Work request |
Reproduce the piece on evangelical outreach in the military word for word, from its headline through its final sentence.

Text shown |
Onward, Christian Soldiers
Evangelical Christians appear to view military barracks as fertile recruiting grounds. One group recently received improper endorsements from seven Air Force officers, according to the Defense Department inspector general. The IG rapped the officers, including four generals, for appearing in a 2004 video promoting Christian Embassy, an evangelical group that has reached out to political, military and diplomatic leaders in Washington for more than 30 years. The officers violated Defense prohibitions on providing or appearing to provide government endorsement of nonofficial activities, according to the IG.
Here, from the 10-minute video, is how the group describes its Pentagon mission: "There are over 25,000 Department of Defense leaders working in the rings and corridors of the Pentagon. Through Bible studies, discipleship, prayer breakfasts and outreach events, Christian Embassy is mustering these men and women into an intentional relationship with Jesus Christ." Some of the group's Bible study guides used at the Pentagon have this motto emblazoned across the top: "Our mission: to win, build and send Department of Defense leaders to live for Jesus Christ."
On its Web site, Christian Embassy claims to be nonpolitical and multidenominational and to have been founded by Washington officials, concerned business leaders and Bill Bright, founder of Campus Crusade for Christ International. It focuses on people who work on Capitol Hill, am-bassadors, presidential appointees and Pentagon employees. The group holds regular events at the Pentagon, including senior executive fellowship at 6:30 a.m. on Thursdays, 7 a.m. Wednesday prayer breakfasts and flag officer fellowship at 6:15 a.m. on Thursdays.
Meanwhile, another evangelical group, The Master's Mission, is recruiting Christians in the armed forces and their families to become missionaries after leaving the military services. Here from the Active Duty Missionary Web site is the group's pitch: "There is no organization on earth more focused on creating and developing leaders than the U.S. military. You have been instilled with the very ideals that are critical to a successful missionary family."

Record extracts |
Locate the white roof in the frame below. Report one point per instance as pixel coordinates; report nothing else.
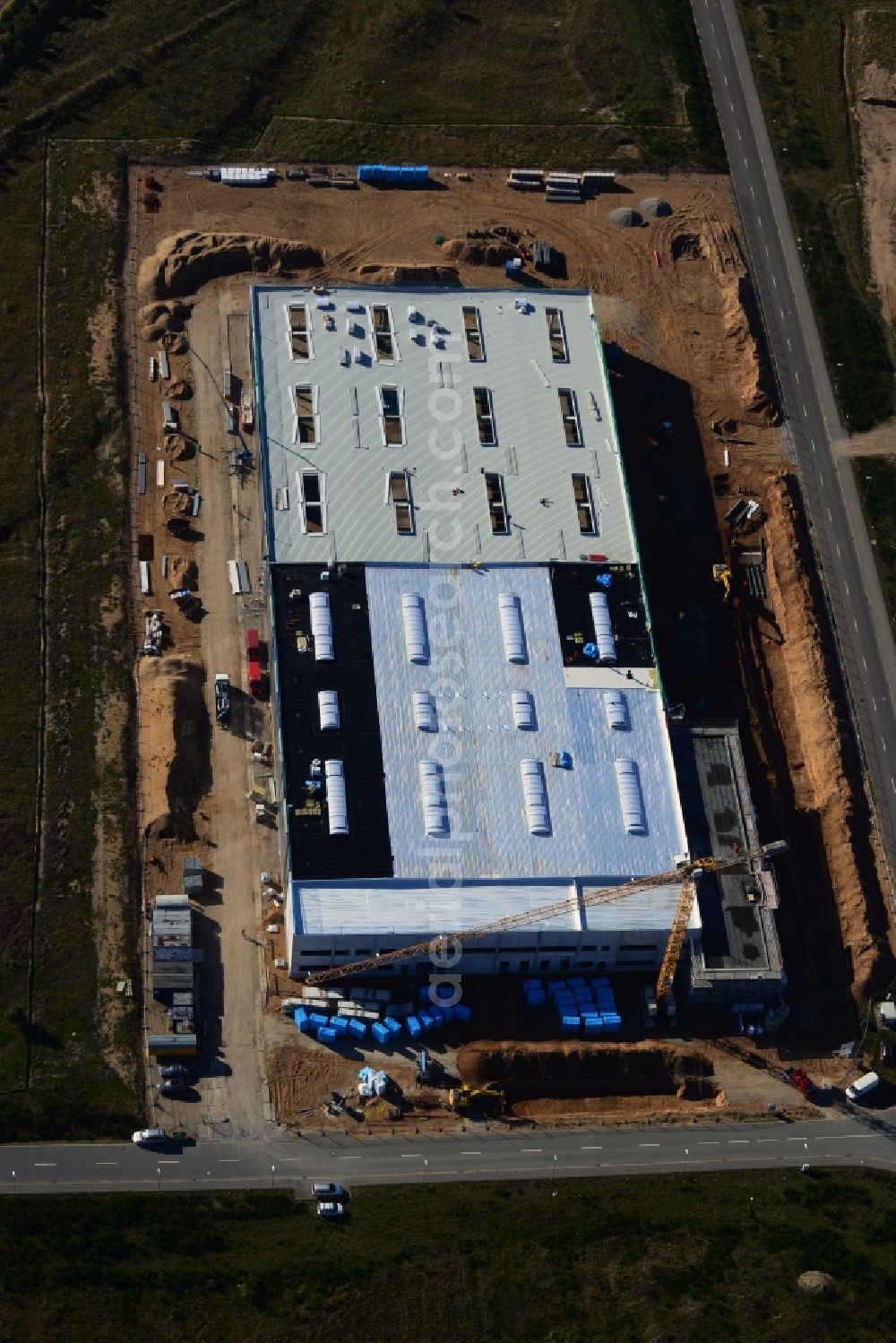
(408, 908)
(441, 446)
(481, 748)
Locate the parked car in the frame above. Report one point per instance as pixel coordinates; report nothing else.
(148, 1135)
(330, 1192)
(331, 1210)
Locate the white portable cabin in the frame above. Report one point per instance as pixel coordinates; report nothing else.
(512, 626)
(424, 704)
(336, 805)
(416, 637)
(602, 627)
(322, 626)
(435, 801)
(535, 796)
(522, 710)
(630, 799)
(328, 710)
(616, 710)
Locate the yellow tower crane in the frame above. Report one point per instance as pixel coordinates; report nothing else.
(688, 874)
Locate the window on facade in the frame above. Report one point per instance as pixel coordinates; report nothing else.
(473, 332)
(570, 412)
(583, 504)
(484, 415)
(400, 495)
(392, 415)
(306, 415)
(312, 503)
(383, 335)
(556, 335)
(497, 503)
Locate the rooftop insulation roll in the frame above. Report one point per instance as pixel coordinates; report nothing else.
(435, 802)
(616, 710)
(535, 796)
(336, 805)
(328, 708)
(512, 626)
(602, 627)
(522, 710)
(414, 616)
(630, 799)
(322, 626)
(425, 710)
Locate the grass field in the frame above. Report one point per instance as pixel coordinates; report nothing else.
(806, 58)
(681, 1260)
(82, 85)
(876, 485)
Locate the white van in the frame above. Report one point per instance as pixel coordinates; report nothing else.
(861, 1087)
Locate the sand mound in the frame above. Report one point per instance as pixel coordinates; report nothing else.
(583, 1069)
(826, 786)
(815, 1284)
(478, 254)
(164, 323)
(174, 342)
(656, 206)
(177, 504)
(373, 274)
(177, 735)
(183, 263)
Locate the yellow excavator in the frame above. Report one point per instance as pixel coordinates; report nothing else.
(487, 1098)
(721, 573)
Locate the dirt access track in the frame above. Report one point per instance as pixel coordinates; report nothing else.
(673, 295)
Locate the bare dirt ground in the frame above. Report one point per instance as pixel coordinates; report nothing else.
(876, 117)
(676, 298)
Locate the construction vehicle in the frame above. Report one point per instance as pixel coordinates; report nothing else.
(721, 573)
(688, 874)
(487, 1098)
(222, 697)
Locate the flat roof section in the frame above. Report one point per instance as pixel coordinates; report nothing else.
(437, 425)
(409, 908)
(366, 850)
(473, 670)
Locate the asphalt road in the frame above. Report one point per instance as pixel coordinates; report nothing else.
(858, 1136)
(841, 543)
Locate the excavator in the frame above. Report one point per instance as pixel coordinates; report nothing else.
(487, 1098)
(688, 874)
(721, 573)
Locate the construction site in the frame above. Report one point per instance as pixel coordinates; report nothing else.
(490, 755)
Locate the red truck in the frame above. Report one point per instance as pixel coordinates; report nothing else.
(801, 1080)
(254, 664)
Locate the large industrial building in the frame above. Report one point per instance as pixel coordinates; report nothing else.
(469, 710)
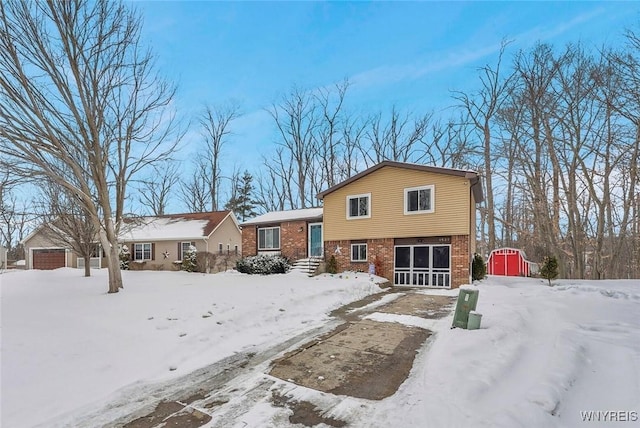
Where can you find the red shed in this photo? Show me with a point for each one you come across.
(508, 262)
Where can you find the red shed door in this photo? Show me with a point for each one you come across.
(499, 264)
(513, 264)
(48, 259)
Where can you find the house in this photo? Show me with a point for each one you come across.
(43, 251)
(153, 242)
(3, 258)
(295, 234)
(414, 223)
(160, 242)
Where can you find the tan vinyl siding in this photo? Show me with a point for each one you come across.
(472, 225)
(451, 214)
(227, 233)
(41, 240)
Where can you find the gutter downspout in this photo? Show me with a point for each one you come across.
(206, 263)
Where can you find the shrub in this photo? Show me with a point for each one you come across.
(332, 265)
(189, 259)
(205, 262)
(549, 268)
(263, 265)
(478, 268)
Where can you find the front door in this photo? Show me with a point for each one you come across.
(423, 265)
(315, 240)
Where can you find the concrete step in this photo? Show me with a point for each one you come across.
(308, 265)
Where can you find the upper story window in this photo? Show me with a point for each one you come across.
(418, 200)
(359, 252)
(269, 238)
(359, 206)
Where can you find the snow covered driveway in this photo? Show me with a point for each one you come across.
(67, 344)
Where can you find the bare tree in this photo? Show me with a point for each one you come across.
(154, 192)
(66, 223)
(194, 191)
(82, 105)
(14, 220)
(395, 138)
(297, 119)
(481, 109)
(216, 123)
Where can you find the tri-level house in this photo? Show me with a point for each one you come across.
(415, 224)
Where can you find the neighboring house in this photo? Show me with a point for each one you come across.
(154, 242)
(42, 251)
(295, 234)
(160, 242)
(415, 223)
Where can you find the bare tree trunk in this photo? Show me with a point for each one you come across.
(82, 106)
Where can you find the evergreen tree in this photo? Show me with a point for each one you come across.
(190, 259)
(241, 202)
(549, 268)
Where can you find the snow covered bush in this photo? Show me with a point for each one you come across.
(549, 268)
(189, 259)
(332, 265)
(125, 257)
(263, 265)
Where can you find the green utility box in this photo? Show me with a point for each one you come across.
(467, 301)
(474, 320)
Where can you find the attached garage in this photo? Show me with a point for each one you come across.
(508, 262)
(49, 258)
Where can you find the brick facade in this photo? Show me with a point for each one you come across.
(460, 260)
(249, 241)
(383, 249)
(293, 239)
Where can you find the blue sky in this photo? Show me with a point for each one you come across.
(411, 54)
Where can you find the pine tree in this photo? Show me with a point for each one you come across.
(549, 268)
(241, 203)
(189, 259)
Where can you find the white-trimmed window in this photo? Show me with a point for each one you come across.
(418, 200)
(184, 248)
(358, 252)
(142, 252)
(359, 206)
(269, 238)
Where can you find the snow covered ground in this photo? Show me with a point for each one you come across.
(544, 356)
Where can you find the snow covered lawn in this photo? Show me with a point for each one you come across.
(66, 343)
(544, 356)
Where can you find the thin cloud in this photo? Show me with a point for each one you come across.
(389, 74)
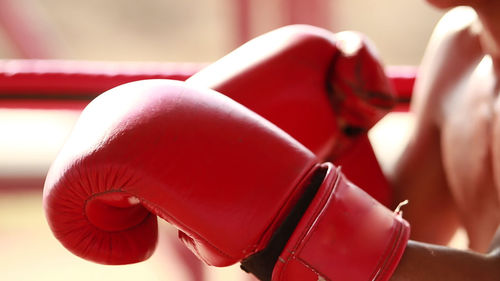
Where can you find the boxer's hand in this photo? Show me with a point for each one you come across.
(236, 186)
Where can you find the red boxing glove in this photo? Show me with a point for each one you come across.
(325, 89)
(236, 186)
(322, 88)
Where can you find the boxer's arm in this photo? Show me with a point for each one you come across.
(419, 174)
(430, 262)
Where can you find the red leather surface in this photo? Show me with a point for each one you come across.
(194, 157)
(344, 235)
(306, 80)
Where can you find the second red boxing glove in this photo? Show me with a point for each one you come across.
(236, 186)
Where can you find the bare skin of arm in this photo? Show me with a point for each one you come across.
(419, 174)
(431, 262)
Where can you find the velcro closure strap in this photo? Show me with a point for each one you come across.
(344, 235)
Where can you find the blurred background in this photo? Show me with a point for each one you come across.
(159, 31)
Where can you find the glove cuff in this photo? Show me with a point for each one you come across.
(344, 235)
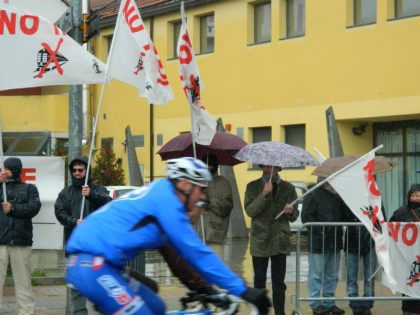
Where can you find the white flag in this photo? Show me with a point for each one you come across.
(203, 125)
(133, 58)
(357, 187)
(34, 52)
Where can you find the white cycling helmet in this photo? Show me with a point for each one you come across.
(193, 170)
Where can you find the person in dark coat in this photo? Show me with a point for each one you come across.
(68, 207)
(270, 241)
(409, 213)
(359, 245)
(325, 244)
(220, 204)
(16, 215)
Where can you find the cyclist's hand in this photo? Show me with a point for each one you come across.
(259, 298)
(207, 289)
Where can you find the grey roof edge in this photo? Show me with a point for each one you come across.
(158, 9)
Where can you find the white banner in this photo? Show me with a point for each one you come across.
(404, 252)
(134, 59)
(34, 52)
(47, 174)
(357, 187)
(203, 126)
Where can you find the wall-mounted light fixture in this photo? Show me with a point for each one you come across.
(359, 129)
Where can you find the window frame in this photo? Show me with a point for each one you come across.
(287, 134)
(202, 50)
(397, 11)
(257, 41)
(289, 5)
(176, 30)
(356, 17)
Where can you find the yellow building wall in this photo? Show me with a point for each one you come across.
(34, 113)
(367, 74)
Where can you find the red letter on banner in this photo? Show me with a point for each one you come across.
(130, 20)
(25, 175)
(9, 22)
(32, 28)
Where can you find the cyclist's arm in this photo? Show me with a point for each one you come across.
(183, 238)
(180, 269)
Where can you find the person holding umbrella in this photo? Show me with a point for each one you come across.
(265, 198)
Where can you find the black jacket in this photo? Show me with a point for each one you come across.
(69, 202)
(409, 212)
(16, 226)
(323, 206)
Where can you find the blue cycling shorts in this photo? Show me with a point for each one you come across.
(109, 288)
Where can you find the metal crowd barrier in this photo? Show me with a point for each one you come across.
(298, 294)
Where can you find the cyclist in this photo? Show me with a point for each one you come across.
(152, 217)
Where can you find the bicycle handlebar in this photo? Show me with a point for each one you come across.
(228, 304)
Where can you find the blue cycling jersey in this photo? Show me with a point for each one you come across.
(148, 218)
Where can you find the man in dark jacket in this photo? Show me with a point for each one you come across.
(68, 207)
(325, 244)
(16, 215)
(220, 205)
(409, 213)
(265, 198)
(359, 245)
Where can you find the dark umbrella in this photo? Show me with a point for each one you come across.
(223, 145)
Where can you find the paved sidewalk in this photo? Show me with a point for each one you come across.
(51, 300)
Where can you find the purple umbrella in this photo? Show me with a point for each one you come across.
(223, 145)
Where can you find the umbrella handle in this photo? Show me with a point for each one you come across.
(291, 204)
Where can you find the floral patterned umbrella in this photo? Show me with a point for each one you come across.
(275, 153)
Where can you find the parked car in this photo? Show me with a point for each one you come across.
(117, 191)
(301, 188)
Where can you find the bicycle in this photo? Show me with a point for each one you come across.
(208, 304)
(194, 303)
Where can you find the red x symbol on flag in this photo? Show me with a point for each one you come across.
(53, 58)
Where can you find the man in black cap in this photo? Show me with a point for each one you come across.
(68, 207)
(217, 212)
(16, 215)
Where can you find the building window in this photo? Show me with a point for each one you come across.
(295, 18)
(159, 139)
(363, 12)
(138, 141)
(176, 29)
(27, 143)
(207, 34)
(295, 135)
(107, 143)
(240, 132)
(109, 42)
(262, 23)
(260, 134)
(406, 8)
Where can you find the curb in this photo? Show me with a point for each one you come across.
(39, 281)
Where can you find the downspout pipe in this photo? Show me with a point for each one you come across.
(85, 93)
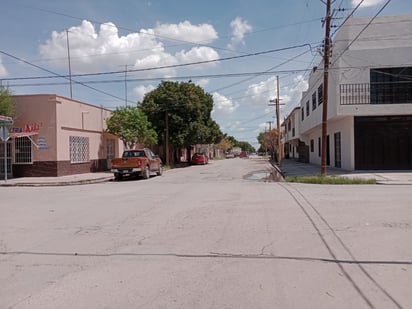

Answer to the exercise |
Onward, Christian Soldiers
Evangelical Christians appear to view military barracks as fertile recruiting grounds. One group recently received improper endorsements from seven Air Force officers, according to the Defense Department inspector general. The IG rapped the officers, including four generals, for appearing in a 2004 video promoting Christian Embassy, an evangelical group that has reached out to political, military and diplomatic leaders in Washington for more than 30 years. The officers violated Defense prohibitions on providing or appearing to provide government endorsement of nonofficial activities, according to the IG.
Here, from the 10-minute video, is how the group describes its Pentagon mission: "There are over 25,000 Department of Defense leaders working in the rings and corridors of the Pentagon. Through Bible studies, discipleship, prayer breakfasts and outreach events, Christian Embassy is mustering these men and women into an intentional relationship with Jesus Christ." Some of the group's Bible study guides used at the Pentagon have this motto emblazoned across the top: "Our mission: to win, build and send Department of Defense leaders to live for Jesus Christ."
On its Web site, Christian Embassy claims to be nonpolitical and multidenominational and to have been founded by Washington officials, concerned business leaders and Bill Bright, founder of Campus Crusade for Christ International. It focuses on people who work on Capitol Hill, am-bassadors, presidential appointees and Pentagon employees. The group holds regular events at the Pentagon, including senior executive fellowship at 6:30 a.m. on Thursdays, 7 a.m. Wednesday prayer breakfasts and flag officer fellowship at 6:15 a.m. on Thursdays.
Meanwhile, another evangelical group, The Master's Mission, is recruiting Christians in the armed forces and their families to become missionaries after leaving the military services. Here from the Active Duty Missionary Web site is the group's pitch: "There is no organization on earth more focused on creating and developing leaders than the U.S. military. You have been instilled with the very ideals that are critical to a successful missionary family."